WHAT YOU ARE ASKED TO DO: The required answer is a copy of each line in the entries below that includes "dried".

Collected data
————

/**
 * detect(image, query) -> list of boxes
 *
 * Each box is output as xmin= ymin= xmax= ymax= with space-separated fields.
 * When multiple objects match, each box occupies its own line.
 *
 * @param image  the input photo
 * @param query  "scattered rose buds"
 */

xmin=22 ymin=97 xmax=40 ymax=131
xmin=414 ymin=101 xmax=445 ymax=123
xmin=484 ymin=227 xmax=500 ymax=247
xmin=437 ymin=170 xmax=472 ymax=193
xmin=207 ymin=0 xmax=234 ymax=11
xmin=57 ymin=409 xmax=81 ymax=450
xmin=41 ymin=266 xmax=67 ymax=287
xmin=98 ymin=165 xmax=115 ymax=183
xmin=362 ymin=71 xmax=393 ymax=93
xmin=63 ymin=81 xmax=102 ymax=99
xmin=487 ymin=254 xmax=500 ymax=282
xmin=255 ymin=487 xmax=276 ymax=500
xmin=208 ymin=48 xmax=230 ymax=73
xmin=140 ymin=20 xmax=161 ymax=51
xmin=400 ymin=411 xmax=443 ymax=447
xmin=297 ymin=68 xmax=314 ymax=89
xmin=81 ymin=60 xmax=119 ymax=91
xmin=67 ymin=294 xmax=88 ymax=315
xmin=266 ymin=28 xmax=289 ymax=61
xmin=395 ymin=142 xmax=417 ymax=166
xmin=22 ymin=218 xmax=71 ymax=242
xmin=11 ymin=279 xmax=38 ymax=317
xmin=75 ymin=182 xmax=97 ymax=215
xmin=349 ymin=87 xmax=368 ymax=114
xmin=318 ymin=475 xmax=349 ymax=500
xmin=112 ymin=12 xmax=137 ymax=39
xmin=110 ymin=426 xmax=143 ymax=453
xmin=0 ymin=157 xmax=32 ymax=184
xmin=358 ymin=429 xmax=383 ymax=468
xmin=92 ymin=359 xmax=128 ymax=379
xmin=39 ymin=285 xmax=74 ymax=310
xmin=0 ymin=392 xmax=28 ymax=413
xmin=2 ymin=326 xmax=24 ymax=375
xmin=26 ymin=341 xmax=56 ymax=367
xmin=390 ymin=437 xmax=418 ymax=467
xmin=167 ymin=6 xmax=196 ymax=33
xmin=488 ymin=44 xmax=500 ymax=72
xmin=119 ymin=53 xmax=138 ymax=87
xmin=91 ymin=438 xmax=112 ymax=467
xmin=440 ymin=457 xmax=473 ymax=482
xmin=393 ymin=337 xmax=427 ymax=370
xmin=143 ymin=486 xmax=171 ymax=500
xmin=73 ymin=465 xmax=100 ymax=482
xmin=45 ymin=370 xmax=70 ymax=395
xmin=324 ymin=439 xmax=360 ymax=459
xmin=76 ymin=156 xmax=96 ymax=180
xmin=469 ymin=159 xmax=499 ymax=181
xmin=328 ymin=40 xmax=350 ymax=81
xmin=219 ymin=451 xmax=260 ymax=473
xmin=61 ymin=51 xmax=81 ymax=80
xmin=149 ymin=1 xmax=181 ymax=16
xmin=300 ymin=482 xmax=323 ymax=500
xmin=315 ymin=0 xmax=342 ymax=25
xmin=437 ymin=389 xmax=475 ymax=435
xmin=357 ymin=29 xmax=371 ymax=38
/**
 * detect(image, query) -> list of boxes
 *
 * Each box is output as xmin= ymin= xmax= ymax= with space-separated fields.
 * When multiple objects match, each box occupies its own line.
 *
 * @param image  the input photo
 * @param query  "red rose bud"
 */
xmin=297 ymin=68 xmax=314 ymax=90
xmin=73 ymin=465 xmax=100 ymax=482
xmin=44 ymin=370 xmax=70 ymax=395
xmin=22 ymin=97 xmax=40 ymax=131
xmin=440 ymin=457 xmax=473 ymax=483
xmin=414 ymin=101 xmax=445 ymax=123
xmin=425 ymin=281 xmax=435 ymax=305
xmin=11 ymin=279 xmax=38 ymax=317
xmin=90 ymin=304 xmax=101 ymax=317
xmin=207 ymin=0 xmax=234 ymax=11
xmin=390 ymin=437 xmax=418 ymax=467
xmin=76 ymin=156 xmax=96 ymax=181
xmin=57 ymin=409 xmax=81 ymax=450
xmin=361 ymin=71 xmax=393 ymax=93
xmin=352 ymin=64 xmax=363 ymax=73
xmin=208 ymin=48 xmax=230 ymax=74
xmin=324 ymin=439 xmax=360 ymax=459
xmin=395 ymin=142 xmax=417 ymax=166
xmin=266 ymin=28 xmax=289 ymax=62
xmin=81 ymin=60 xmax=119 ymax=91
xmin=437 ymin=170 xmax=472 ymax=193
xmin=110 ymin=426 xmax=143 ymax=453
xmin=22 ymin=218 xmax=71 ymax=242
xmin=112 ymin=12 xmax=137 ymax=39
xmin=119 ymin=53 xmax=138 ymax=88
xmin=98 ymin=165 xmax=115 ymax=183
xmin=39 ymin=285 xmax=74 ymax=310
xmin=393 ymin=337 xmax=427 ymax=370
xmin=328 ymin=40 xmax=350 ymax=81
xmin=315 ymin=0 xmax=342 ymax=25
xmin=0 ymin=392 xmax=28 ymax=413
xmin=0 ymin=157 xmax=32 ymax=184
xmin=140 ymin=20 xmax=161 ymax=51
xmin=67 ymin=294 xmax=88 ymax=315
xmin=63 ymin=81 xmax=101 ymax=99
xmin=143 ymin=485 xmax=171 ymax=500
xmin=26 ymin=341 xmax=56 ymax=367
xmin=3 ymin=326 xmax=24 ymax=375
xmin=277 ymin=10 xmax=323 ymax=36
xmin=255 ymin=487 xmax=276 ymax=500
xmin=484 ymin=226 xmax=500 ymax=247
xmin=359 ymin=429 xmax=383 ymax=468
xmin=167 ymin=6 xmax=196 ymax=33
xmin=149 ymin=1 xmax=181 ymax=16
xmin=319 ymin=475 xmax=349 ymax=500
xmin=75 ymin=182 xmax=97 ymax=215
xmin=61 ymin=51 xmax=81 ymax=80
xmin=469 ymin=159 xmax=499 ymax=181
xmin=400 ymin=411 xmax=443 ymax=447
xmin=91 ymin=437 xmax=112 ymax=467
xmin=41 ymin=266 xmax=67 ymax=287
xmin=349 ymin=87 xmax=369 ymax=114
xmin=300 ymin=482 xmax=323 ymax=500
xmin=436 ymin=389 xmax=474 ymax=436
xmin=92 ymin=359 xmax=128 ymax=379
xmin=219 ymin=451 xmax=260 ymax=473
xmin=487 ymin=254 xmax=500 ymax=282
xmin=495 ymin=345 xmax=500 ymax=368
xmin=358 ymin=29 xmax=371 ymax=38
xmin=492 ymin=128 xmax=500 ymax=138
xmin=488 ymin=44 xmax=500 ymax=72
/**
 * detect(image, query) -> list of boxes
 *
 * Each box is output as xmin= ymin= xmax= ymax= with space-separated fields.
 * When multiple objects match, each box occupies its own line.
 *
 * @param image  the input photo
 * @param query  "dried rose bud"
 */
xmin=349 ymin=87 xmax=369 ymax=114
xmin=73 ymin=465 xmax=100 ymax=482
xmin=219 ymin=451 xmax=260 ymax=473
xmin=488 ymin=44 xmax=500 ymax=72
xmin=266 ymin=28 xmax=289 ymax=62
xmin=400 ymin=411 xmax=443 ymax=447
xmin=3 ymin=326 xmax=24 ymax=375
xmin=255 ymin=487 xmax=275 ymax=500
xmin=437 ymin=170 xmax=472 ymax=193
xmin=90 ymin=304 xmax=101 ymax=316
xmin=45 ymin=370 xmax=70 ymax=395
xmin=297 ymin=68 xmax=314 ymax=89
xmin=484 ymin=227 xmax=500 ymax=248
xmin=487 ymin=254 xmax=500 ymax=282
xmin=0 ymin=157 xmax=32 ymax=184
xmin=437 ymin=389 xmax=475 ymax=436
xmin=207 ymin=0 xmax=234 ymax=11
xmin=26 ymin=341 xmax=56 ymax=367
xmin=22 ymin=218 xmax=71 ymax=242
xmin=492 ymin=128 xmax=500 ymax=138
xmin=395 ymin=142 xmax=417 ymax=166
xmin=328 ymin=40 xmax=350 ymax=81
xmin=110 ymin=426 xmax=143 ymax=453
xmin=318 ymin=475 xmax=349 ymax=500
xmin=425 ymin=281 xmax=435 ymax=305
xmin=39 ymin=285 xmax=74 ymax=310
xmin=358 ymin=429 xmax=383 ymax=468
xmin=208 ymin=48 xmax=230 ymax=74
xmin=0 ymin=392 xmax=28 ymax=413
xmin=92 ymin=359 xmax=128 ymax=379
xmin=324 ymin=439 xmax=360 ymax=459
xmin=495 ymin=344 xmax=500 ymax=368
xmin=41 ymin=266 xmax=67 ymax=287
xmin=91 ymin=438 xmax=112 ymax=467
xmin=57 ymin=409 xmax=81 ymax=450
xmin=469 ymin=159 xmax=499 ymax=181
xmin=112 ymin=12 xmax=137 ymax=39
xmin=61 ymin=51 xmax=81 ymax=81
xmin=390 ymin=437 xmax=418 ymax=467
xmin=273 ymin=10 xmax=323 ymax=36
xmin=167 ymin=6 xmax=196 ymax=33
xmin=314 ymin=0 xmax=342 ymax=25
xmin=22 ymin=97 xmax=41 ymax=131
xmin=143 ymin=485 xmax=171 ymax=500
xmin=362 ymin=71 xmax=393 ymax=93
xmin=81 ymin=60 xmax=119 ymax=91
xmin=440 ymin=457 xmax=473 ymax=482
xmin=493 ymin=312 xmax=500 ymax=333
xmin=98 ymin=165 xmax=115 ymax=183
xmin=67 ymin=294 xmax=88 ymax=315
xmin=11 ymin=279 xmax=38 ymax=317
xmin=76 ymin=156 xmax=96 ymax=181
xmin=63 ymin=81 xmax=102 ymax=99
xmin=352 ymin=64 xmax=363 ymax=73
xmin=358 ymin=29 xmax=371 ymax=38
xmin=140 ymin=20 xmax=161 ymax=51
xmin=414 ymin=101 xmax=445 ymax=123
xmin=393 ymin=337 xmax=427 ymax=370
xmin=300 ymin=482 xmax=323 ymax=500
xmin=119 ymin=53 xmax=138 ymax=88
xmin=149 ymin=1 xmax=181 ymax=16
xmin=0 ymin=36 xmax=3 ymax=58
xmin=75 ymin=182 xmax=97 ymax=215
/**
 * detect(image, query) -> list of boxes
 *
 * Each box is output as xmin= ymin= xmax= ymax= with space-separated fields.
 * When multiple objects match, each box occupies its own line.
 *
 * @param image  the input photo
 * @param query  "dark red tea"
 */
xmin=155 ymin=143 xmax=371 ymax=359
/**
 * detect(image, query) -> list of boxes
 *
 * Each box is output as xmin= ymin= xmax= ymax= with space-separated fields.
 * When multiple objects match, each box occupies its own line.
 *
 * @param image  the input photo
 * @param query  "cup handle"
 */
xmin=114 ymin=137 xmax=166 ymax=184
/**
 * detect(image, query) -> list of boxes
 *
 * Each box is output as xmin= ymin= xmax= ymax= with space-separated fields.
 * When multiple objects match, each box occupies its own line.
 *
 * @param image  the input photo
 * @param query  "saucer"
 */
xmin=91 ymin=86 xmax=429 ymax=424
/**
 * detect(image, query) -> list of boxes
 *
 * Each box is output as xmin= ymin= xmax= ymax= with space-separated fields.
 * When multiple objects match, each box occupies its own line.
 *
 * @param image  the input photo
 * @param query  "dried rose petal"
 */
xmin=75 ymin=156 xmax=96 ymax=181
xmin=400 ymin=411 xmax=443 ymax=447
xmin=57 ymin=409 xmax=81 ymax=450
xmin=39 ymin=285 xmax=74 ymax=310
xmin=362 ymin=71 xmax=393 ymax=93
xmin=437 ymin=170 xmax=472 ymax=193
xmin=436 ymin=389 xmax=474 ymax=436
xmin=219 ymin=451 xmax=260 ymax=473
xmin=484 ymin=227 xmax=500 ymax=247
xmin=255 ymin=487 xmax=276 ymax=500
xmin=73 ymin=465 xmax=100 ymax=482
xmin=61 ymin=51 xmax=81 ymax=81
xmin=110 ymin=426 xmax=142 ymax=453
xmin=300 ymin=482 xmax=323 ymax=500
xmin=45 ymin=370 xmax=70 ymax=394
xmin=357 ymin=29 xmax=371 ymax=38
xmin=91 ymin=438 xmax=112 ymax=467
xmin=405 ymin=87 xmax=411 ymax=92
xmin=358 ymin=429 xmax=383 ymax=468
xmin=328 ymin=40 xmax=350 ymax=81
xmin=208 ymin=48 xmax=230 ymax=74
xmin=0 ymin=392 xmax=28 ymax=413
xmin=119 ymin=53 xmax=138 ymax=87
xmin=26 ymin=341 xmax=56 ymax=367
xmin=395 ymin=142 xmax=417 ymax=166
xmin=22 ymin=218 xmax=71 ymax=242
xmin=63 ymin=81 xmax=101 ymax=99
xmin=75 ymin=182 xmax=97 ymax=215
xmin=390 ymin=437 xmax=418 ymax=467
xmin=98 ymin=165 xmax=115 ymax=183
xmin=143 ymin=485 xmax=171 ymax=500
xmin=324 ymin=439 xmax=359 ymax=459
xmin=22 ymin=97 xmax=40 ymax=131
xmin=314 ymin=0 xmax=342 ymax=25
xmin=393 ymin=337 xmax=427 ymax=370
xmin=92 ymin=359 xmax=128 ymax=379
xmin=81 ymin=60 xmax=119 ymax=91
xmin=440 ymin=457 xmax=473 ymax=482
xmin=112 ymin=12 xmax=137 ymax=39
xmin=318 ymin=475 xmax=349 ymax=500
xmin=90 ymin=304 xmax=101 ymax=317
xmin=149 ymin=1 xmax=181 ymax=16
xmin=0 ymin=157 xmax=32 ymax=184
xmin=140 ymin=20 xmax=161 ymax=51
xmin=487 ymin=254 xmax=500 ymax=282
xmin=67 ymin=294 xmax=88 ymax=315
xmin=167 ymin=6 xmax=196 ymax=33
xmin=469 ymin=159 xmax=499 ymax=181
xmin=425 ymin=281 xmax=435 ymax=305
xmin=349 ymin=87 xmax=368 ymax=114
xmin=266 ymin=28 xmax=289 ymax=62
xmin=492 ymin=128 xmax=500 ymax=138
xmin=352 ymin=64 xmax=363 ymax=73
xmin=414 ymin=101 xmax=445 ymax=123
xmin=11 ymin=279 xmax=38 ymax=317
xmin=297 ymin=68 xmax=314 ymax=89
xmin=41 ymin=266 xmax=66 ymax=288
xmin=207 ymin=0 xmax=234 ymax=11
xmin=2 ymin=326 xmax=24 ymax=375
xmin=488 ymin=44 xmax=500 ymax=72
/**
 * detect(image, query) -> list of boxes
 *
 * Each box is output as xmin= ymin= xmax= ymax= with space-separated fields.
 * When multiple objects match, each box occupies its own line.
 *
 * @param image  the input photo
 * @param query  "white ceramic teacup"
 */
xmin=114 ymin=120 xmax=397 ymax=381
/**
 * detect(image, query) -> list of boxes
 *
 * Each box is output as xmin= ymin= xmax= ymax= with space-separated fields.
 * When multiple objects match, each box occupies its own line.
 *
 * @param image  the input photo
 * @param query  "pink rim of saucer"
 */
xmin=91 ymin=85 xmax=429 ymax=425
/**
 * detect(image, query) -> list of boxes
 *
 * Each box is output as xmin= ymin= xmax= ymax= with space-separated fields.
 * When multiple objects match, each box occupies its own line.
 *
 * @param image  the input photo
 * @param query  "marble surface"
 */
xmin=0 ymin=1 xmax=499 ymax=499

————

RESPONSE:
 * @param query  "dried rose bud"
 * @param query  "dried rose petal"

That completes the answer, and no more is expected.